• [Tasks and exercises]:
a - Answer these questions using the essay on being childfree:
(i) What single word did Lori use to describe the writer?
(ii) What share of women in America does the essay say are childfree?
(iii) How old is the garbage man's daughter?
b - Copy word for word everything from "So why do so" down to "not become it?" in the essay on being childfree.

• [Document segment]:
........

So I’m aware of the stereotype. And I’m aware that there are thousands of women out there who fit that stereotype. But I’m not one of them. And I don’t think that makes me an anomaly, despite what Lori believes. The last time we were together, she said to me, “You’re unique. This situation that you’re in.”
This situation. Not having a traditional career but not raising a child. Choosing to pursue creative work and choosing to be childfree. This hardly makes me unique. In the minority maybe. I’ll even give her rare. But not unique. Not even special. Anyone—any man, woman, or child living in America today—can have the life I’m living right now. It’s no secret how I got here. I posses no special skills or education. I don’t have a crystal ball or magic key to some room holding all the answers. No one handed me a map of short cuts nor did I come from a family of connections or wealth. It was just hard work, calculated choices, strategic sacrifices, and persistent commitment. Like many women before me (Georgia O’Keefe, Virginia Woolf) and many women currently surrounding me (Christine Mason Miller, Ann Howley, my friends Heidi and Steph), we exist outside the stereotype of woman-as-mother because we can and because we want to. There are more of us out there than most realize—one in five women in America, in fact (twice as many than 30 years ago, according to the U.S. Census Bureau.)
So why do so many doubt the existence, or even significance, of childfree women living the life they want? Is it really that much easier to believe the stereotype than to not become it?
When I told my garbage man that my husband and I choose not to have children, that we didn’t want that kind of a life, I was surprised by his response. With an immediate nod of the head, the look on his face said it all. It was the look of a man who fully understood what raising a child was all about. There was no judgment. There was no questioning. There was no plea for further explanation. Just this: “I have a daughter. She is six and one half years old.” And with that, he tossed my single bag of garbage into the back of his truck, brushed off his gloved hands, waved goodbye, and drove away. He so easily accepted my story. Stereotype be damned.

........

• [Dataset content]:
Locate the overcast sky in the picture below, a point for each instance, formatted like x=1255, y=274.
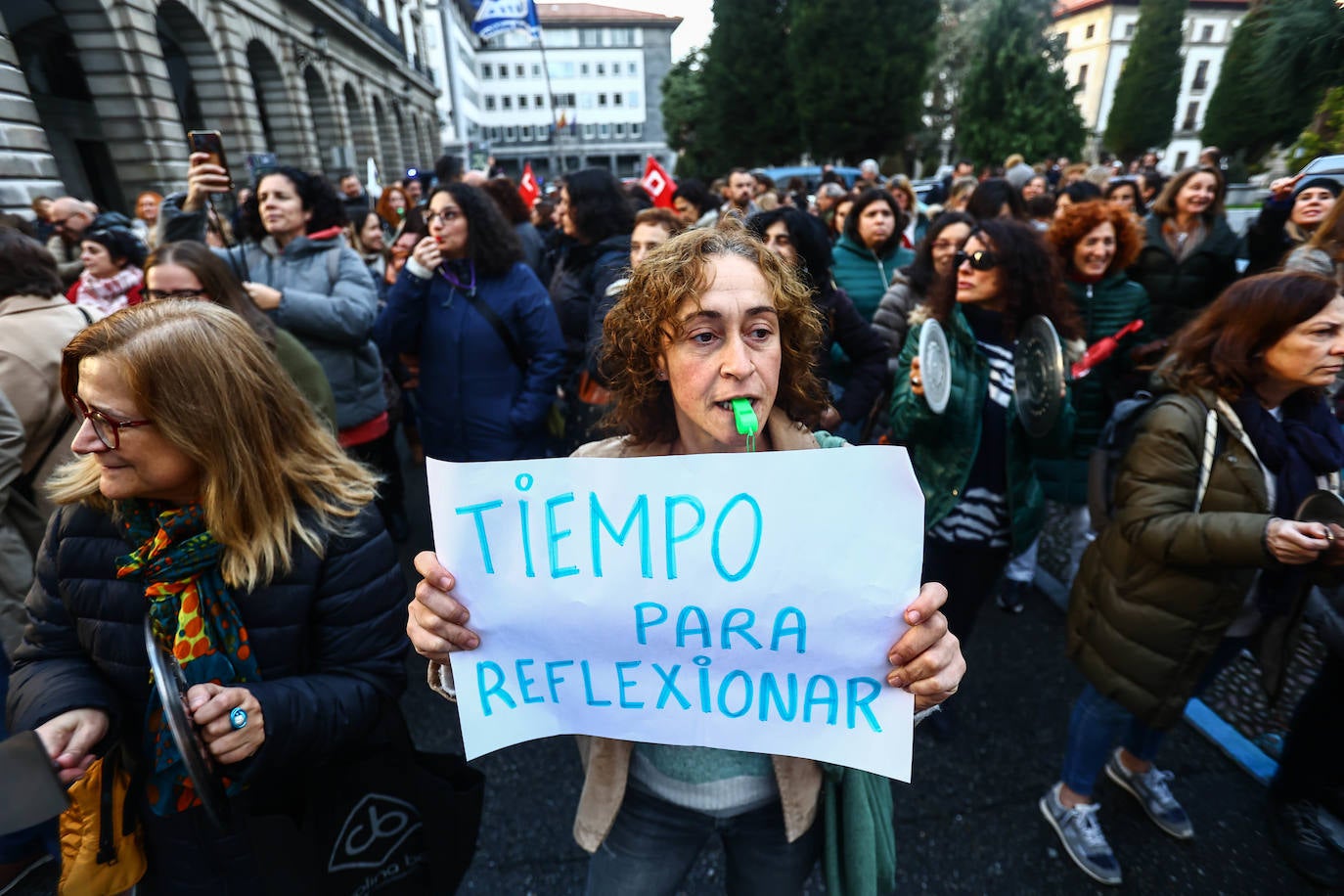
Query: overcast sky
x=697, y=19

........

• [Completed exercise]:
a -
(i) Unique.
(ii) One in five.
(iii) Six and one half years old.

b -
So why do so many doubt the existence, or even significance, of childfree women living the life they want? Is it really that much easier to believe the stereotype than to not become it?